## What you are asked to do
Please extract each line of the data below and reproduce it word for word, keeping the original order.

Pointing dataset records:
==============================

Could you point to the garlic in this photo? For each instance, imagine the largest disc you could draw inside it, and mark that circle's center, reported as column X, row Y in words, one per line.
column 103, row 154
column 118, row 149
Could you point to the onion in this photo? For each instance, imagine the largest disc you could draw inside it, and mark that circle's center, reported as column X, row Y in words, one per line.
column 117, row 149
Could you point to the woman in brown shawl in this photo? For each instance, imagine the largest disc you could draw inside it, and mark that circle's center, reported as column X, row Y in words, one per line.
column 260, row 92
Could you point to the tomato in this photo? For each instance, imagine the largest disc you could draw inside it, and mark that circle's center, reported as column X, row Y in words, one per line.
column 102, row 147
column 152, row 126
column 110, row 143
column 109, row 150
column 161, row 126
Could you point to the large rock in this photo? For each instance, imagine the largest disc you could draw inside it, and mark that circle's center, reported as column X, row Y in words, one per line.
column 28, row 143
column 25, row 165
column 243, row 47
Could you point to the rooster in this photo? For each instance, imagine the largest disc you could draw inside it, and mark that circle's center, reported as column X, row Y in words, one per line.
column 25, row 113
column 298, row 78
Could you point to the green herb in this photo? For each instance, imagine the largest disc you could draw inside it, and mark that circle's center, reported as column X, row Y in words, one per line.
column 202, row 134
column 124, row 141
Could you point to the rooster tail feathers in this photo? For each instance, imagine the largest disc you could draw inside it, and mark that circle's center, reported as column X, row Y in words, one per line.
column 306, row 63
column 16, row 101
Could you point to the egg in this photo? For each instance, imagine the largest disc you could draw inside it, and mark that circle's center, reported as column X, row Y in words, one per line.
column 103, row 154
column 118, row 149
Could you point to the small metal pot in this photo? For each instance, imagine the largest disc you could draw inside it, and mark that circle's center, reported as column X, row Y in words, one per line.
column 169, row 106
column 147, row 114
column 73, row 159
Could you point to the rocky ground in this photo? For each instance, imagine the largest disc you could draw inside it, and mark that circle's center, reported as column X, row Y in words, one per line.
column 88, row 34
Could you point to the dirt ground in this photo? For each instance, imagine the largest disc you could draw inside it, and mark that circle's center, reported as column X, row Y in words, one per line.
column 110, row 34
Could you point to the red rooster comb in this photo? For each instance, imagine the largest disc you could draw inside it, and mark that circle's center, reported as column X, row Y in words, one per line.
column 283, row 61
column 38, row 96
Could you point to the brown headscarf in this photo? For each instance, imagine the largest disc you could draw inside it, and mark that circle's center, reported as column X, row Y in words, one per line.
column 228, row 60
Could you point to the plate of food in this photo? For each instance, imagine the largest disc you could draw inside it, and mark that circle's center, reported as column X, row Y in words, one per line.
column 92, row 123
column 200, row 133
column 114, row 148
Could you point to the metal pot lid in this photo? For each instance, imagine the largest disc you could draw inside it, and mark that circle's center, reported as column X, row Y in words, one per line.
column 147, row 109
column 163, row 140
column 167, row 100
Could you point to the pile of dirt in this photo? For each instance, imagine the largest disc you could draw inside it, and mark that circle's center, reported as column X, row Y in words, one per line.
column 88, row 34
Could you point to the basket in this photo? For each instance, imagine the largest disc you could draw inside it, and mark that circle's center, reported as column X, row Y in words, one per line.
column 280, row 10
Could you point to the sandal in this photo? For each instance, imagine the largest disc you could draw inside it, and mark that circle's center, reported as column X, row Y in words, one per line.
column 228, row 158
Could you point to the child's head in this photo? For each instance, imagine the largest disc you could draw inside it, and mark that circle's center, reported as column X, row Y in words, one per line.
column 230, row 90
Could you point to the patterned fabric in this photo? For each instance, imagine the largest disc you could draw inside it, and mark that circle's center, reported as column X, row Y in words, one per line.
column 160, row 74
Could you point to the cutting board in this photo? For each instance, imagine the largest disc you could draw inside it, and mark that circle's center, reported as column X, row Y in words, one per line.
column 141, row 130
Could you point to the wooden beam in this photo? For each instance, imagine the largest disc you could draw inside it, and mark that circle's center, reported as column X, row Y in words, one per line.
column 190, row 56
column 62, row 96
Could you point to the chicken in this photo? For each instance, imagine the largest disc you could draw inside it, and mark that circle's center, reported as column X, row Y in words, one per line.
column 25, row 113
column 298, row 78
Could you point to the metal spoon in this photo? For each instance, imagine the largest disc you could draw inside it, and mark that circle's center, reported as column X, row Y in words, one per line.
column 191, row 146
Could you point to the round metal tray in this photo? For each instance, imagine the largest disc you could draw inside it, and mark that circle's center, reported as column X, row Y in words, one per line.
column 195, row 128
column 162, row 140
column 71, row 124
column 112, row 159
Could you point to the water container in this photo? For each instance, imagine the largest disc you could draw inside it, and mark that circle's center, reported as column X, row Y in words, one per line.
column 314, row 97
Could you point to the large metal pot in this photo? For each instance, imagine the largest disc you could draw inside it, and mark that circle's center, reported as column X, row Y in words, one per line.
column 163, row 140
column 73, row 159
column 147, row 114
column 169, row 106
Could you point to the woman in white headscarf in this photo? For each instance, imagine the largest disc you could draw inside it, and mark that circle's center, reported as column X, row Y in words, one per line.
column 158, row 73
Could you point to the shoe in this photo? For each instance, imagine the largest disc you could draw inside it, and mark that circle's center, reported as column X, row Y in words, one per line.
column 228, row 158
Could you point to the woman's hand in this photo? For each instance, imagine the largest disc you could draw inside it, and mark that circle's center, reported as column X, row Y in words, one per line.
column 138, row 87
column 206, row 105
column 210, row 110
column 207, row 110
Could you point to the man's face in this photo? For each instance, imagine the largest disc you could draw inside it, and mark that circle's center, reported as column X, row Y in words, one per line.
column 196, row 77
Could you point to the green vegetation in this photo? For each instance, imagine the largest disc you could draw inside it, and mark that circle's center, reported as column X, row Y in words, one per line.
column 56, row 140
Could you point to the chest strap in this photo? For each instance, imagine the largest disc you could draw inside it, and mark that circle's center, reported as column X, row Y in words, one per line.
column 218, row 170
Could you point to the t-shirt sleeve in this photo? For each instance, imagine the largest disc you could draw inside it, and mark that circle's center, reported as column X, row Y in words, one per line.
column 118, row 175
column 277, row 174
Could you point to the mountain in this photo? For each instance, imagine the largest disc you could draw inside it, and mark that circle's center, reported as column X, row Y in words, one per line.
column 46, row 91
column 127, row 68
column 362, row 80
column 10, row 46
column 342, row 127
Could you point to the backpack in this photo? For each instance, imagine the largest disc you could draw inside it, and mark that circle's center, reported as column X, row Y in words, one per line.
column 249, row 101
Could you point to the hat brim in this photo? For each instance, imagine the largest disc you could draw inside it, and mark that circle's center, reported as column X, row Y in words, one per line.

==============================

## Full solution
Could you point to the garlic in this photo? For each instance, imagine the largest disc you could draw inside it, and mark that circle's center, reported as column X, row Y in words, one per line.
column 103, row 154
column 118, row 149
Could you point to the onion in this photo? For each instance, imagine the largest disc you could draw inside it, and mark that circle's center, reported as column X, row Y in words, one per line.
column 117, row 149
Could you point to the woman in brown shawl in this photo? For each instance, imagine the largest disc you could draw inside it, and mark that circle's center, reported as column X, row Y in words, one per line.
column 260, row 92
Could you point to the tomato in this photo? For each instance, imagine the largest disc you could draw inside it, and mark that circle's center, reported as column X, row Y in words, one per line.
column 102, row 147
column 152, row 126
column 110, row 143
column 109, row 150
column 161, row 126
Could you point to the large rock in this photo? For each instance, imagine the largest disc you could draw inside it, and mark that circle's center, reported as column X, row Y in words, one per line.
column 28, row 143
column 25, row 165
column 243, row 47
Could you point to the rooster in this photo? For each instance, imagine the largest disc you could draw inside it, and mark that circle's center, reported as column X, row Y in words, one per line.
column 25, row 113
column 298, row 78
Could you point to the green herb in this photo? For each instance, imagine the largest disc you could draw inside it, and mark that circle's center, reported as column X, row Y in words, one per line.
column 202, row 134
column 124, row 141
Could you point to the rooster tail feathers in this photo? For each instance, imagine the largest disc you could draw inside it, and mark that circle's center, reported as column X, row Y in words, one per line.
column 306, row 63
column 16, row 101
Could you point to the egg in this photo? For each instance, imagine the largest disc you could draw inside it, and mark that circle's center, reported as column X, row Y in words, one per line.
column 103, row 154
column 118, row 149
Could you point to the small metal pot in this photo? For each instance, imagine the largest disc you could draw inside it, and mark that circle's center, reported as column X, row Y in words, one per line.
column 169, row 106
column 147, row 114
column 73, row 159
Could you point to the rocky ground in this photo? For each instance, imagine the largest disc you could draw inside it, and mark that circle's center, reported as column X, row Y in words, one per line.
column 88, row 34
Could you point to the dirt ground in this photo? For each instance, imagine the largest disc you could draw inside it, and mark that circle's center, reported as column X, row Y in words, one per line.
column 110, row 34
Could you point to the red rooster comb in this photo? For each instance, imagine the largest disc you could draw inside it, and mark that circle's center, reported as column X, row Y in words, one per line.
column 283, row 61
column 38, row 96
Could you point to the brown headscarf in this photo? For each instance, imagine the largest disc you could draw inside it, and mark that circle's center, reported as column X, row Y in words, one per line.
column 228, row 60
Could you point to the plate of food in this photo? For each instance, imagine the largest disc you could draw inside it, and mark that circle's center, reported as column X, row Y in words, one per line.
column 92, row 123
column 200, row 133
column 114, row 148
Could you point to the metal pot lid in this photo? For each instance, imagine the largest disc you could draw inside it, and mark that circle's center, reported as column X, row Y in words, one per line.
column 147, row 109
column 163, row 140
column 167, row 100
Could you point to the pile of dirt in this photo? For each instance, imagine the largest disc you could draw inside it, and mark that circle's center, reported as column X, row Y in words, one per line.
column 88, row 34
Could you point to the basket in this photo? For each instance, imagine the largest disc you could draw inside it, and mark that circle's center, reported as column X, row Y in words, one per line.
column 280, row 10
Could you point to the sandal in this photo? For each instance, imagine the largest disc you could draw inside it, and mark that circle's center, reported as column X, row Y in words, one per line.
column 228, row 158
Could you point to the child's head in this photo? For each instance, imagine the largest disc you could draw inside it, and mark that circle's center, reported as column X, row Y in words, one per line.
column 230, row 90
Could you point to the patterned fabric in this photo? For each instance, imagine the largest disc you could draw inside it, and mark that circle's center, reported as column X, row Y in words, one per line.
column 160, row 74
Could you point to the cutting board in this photo? For each instance, imagine the largest disc you could draw inside it, and mark that circle's center, reported as column X, row Y in words, one per line.
column 141, row 130
Could you point to the wooden beam in this photo? For each instance, imagine the largest disc you could draw inside it, and mark that circle's center, reported as column X, row Y in words, one per line.
column 190, row 56
column 62, row 96
Could you point to the chicken in this photo? For each instance, imagine the largest disc you could draw inside it, and mark that circle's center, reported as column X, row Y in words, one per line.
column 25, row 113
column 298, row 78
Could you point to the metal spoon in this photo? For each instance, imagine the largest disc you could draw inside it, and mark that circle's center, reported as column X, row Y in words, one per line.
column 191, row 146
Could you point to the round metal tray in this photo? For each instance, imagine the largest disc you could draw inside it, and mark that circle's center, reported as column X, row Y in words, one per line.
column 195, row 128
column 162, row 140
column 71, row 124
column 112, row 159
Could you point to the water container in this photo? For each instance, imagine the largest disc you could draw inside it, and mark that circle's center, reported as column X, row Y in words, one per line.
column 314, row 97
Could you point to the large metal pot in this photo? For each instance, imagine the largest disc you could draw inside it, and mark that circle's center, reported as column X, row Y in words, one per line.
column 163, row 140
column 73, row 159
column 147, row 114
column 169, row 106
Could you point to the woman in white headscarf in this photo? For each instance, imagine the largest disc you could draw inside it, and mark that circle's center, reported as column X, row Y in words, one per line.
column 158, row 73
Could you point to the shoe in this photo? For each instance, imagine the largest disc you could draw inside it, and mark that circle's center, reported as column X, row Y in words, one per line.
column 228, row 158
Could you point to the woman's hand in this photo? For each instance, imagine the largest disc you could draw inside it, and mark that circle's center, reported as column X, row Y in words, one per line.
column 138, row 87
column 206, row 105
column 210, row 110
column 207, row 110
Could you point to the man's face in this photo? For each instance, imagine the largest disc you could draw inside it, and mark that circle's center, reported as column X, row Y in words, one per line.
column 196, row 77
Could you point to the green vegetation in this photo? For each instance, imagine the largest disc you could draw inside it, and mark that circle's center, reported as column X, row Y in words, one per line.
column 56, row 140
Could you point to the chest strap in this photo? For each instance, imagine the largest disc you could draw inside it, and mark that circle's center, reported as column X, row Y in words, one per line.
column 218, row 170
Could you point to the t-shirt sleeve in this photo? For each instance, imagine the largest disc you could draw inside it, and mark that circle's center, reported as column X, row Y in words, one per line.
column 118, row 175
column 277, row 174
Could you point to the mountain in this photo? For each instance, imagine the largest disc you could draw inside it, and mark that circle's center, reported as column X, row Y in words, one per line.
column 46, row 91
column 127, row 68
column 362, row 80
column 10, row 46
column 342, row 127
Could you point to the backpack in this photo? For each instance, imagine the largest disc you could draw inside it, and mark that circle's center, reported as column X, row Y in words, one per line.
column 249, row 101
Could you point to the hat brim in this photo? For each instance, imagine the largest disc you could draw inside it, and mark that circle's center, reported as column X, row Y in words, one per line.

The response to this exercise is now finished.